▶ PROBLEM REQUIREMENTS
Write each line exactly, from the line that holds "Objective — one point per instance of the ski" through the final line of the material, and no other line.

▶ DATASET RECORDS
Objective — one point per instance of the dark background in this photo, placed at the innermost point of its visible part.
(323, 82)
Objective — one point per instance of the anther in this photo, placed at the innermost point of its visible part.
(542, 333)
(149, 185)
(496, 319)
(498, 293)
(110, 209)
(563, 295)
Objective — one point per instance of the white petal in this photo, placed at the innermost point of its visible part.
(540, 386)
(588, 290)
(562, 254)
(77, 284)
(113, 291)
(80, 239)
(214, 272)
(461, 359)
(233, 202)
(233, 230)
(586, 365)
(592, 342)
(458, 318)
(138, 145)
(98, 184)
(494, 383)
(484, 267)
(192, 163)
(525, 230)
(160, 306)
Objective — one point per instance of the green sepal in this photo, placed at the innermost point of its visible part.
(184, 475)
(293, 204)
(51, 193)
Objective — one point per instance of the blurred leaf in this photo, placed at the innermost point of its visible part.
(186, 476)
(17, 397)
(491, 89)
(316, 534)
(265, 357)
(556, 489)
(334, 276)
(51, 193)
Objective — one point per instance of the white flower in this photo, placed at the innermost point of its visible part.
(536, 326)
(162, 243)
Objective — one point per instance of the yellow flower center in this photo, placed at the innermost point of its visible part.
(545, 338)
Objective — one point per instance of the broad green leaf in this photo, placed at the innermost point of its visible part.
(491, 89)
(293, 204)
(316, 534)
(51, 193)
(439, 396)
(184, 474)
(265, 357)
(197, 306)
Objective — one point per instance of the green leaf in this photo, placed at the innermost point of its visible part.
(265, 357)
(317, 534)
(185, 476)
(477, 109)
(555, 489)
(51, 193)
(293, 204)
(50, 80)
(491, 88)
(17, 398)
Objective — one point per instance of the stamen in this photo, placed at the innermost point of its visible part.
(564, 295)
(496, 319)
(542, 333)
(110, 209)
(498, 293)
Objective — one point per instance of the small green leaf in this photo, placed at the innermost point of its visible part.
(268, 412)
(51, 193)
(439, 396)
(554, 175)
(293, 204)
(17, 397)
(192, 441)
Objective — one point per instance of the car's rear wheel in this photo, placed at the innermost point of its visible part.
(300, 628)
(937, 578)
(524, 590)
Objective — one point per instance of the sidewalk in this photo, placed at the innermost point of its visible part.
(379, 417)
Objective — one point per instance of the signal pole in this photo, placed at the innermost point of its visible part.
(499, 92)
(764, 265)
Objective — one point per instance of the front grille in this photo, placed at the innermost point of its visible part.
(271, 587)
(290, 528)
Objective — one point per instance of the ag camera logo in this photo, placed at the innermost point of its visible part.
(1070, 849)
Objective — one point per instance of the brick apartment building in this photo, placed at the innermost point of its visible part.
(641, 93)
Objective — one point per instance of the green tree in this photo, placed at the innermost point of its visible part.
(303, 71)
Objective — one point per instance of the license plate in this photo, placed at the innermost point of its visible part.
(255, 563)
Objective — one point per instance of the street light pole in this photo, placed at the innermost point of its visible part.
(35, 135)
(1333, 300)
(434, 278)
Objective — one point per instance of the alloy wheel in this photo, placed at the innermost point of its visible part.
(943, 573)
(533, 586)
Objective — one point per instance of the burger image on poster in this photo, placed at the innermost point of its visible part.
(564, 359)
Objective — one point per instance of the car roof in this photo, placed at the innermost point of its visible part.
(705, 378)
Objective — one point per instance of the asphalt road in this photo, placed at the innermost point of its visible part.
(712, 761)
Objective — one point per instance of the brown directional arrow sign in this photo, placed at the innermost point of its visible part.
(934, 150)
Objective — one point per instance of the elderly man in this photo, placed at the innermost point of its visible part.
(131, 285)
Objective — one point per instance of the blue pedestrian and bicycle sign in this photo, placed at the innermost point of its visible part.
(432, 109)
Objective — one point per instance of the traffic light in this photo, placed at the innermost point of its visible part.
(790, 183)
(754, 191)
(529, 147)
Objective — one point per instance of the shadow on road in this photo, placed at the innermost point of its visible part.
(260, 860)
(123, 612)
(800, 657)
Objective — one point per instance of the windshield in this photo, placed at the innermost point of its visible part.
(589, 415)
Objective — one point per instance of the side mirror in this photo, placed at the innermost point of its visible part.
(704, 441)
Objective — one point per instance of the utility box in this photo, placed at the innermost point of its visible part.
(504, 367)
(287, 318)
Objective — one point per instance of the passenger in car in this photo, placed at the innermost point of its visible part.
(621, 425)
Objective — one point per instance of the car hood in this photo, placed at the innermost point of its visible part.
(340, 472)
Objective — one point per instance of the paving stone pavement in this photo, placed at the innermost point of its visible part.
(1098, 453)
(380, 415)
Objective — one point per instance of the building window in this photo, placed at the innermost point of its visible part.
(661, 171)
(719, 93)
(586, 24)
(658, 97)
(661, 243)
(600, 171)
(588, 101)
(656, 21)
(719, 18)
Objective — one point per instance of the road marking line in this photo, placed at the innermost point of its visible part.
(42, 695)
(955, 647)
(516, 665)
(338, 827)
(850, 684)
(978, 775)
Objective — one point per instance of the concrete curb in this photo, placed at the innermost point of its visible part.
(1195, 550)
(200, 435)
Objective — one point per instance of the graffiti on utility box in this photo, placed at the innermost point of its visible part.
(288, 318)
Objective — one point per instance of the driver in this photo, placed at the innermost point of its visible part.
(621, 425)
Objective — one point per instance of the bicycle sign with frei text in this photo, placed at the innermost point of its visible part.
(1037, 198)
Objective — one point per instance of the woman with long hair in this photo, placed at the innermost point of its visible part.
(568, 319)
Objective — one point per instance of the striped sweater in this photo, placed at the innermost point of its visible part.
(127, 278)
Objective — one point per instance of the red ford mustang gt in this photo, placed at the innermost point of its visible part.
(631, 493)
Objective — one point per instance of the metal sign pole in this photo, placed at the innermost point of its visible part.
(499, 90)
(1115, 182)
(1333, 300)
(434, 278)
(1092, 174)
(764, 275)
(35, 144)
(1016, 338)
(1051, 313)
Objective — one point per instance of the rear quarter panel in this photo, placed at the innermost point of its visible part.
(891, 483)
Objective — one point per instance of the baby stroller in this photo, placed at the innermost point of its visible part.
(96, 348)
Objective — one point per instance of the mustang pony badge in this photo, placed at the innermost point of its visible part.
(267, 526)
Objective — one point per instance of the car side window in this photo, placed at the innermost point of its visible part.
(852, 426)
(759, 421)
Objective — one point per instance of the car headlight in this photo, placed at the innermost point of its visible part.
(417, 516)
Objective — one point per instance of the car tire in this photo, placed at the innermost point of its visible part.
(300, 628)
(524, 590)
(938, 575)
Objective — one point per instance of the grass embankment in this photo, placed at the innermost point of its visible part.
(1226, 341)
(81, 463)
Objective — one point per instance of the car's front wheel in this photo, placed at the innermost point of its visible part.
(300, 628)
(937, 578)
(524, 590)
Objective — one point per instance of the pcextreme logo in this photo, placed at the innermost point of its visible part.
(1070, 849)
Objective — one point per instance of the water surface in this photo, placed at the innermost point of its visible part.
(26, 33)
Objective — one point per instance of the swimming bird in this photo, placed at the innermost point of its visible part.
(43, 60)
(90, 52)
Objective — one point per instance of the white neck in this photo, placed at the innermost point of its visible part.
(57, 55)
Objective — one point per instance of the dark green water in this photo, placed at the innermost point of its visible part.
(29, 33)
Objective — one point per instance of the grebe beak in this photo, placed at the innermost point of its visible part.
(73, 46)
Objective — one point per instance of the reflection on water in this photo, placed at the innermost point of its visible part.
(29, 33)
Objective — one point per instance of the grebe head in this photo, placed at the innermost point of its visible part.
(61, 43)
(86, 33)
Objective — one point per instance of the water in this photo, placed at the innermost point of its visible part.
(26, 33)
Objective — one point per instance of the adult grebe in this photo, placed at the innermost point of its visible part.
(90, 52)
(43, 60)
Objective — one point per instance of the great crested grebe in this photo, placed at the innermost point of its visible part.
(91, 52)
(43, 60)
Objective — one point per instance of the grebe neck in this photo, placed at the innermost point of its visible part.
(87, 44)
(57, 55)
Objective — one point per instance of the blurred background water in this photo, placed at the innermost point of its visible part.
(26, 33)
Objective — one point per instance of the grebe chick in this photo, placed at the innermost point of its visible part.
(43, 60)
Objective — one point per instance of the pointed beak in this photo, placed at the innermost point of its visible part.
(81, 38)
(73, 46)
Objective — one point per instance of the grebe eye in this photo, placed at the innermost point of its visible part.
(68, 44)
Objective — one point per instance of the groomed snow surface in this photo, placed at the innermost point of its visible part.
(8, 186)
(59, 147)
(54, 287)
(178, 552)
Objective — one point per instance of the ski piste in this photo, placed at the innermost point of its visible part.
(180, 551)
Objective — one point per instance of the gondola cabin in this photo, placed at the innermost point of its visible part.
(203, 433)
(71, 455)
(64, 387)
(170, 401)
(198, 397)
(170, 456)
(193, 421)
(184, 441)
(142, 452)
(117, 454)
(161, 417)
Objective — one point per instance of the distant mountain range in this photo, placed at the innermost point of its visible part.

▶ ANSWER TO THIS EXERCISE
Objective — one point per instance of the ski piste in this photo, placed at the innermost point of its visible part.
(180, 551)
Objective — one point per instance of the gondola cabin in this photo, placed at the innermost point of its visible part.
(203, 433)
(71, 455)
(64, 387)
(170, 401)
(198, 397)
(170, 456)
(193, 421)
(184, 441)
(142, 452)
(117, 454)
(161, 417)
Objective — one point per instance of the distant mountain range in this photo, placed at the innermost point of its visible part.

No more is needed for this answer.